# Dividing a house into two units



## Calico (2 Sep 2012)

Hi All,

Would anyone be able to tell me who I should contact about the possibility of dividing a house into two separate units? i.e. live in one unit, and rent out of the other.

Specifically I want to find out if this would require planning permission and making changes with the land registry etc.

Any help welcome,

Cali


----------



## lowCO2design (2 Sep 2012)

Calico said:


> Hi All,
> 
> Would anyone be able to tell me who I should contact about the possibility of dividing a house into two separate units? i.e. live in one unit, and rent out of the other.
> 
> ...


yes planning will most definitely be required, and maybe a fire cert depending on how the division is approached. I would strongly recommend you seek professional advice from a local architect. you will have a better chance if your in an urban city centre with local precedent (planning compliant) in the area. land registry comes second to planning


----------



## Docarch (3 Sep 2012)

As LowCO2 says, you definitely need planning permission for this. 

Some Councils, especially in Dublin, are usually quite open to this idea _however_ they will only consider granting permission where each of the proposed houses meets the minimum criteria/standards for a new house - usually standards as set down in the County/City Devleopment Plan - criteria like floor areas, garden/private open spaces areas, off-street parking standards, etc.  This usually means that the original (single) house and site has to be quite big to start with.  

Alterations to the exitsing house will be pretty intrusive as you will need to seperate the proposed units/houses with fire seperating construction to comply with Building Regulations.  In addition, as you would be creating a 'new' house (and altering an existing) you will (probably) have to comply with higher insulation standards to comply with Building Regulations.


----------



## Bronte (3 Sep 2012)

As pointed out by others you need planning permission.  As ownership is not changing there is no need to involve land registry unless you were trying to sell 'part' of the property.

Of course if you didn't want to go via the planners you can take the risk of them not finding out.  Make sure though you do everything legit on the PRTB, nppr and property tax.


----------

• _GIVEN MATERIAL_:
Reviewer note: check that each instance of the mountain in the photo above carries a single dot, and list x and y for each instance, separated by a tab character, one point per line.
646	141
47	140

• _TO-DO LIST_:
**a.** List the screen names of everyone who posts in the house-division thread.
**b.** Retype the passage of the house-division thread between "As pointed out" and "of the property.", inclusive.
**c.** Why, according to the house-division thread, is there no need to involve the land registry?

• _THE SOLUTIONS_:
**a.** Calico, lowCO2design, Docarch, Bronte

**b.**
As pointed out by others you need planning permission.  As ownership is not changing there is no need to involve land registry unless you were trying to sell 'part' of the property.

**c.** Ownership of the property is not changing. The land registry would only need to be involved if part of the property were being sold.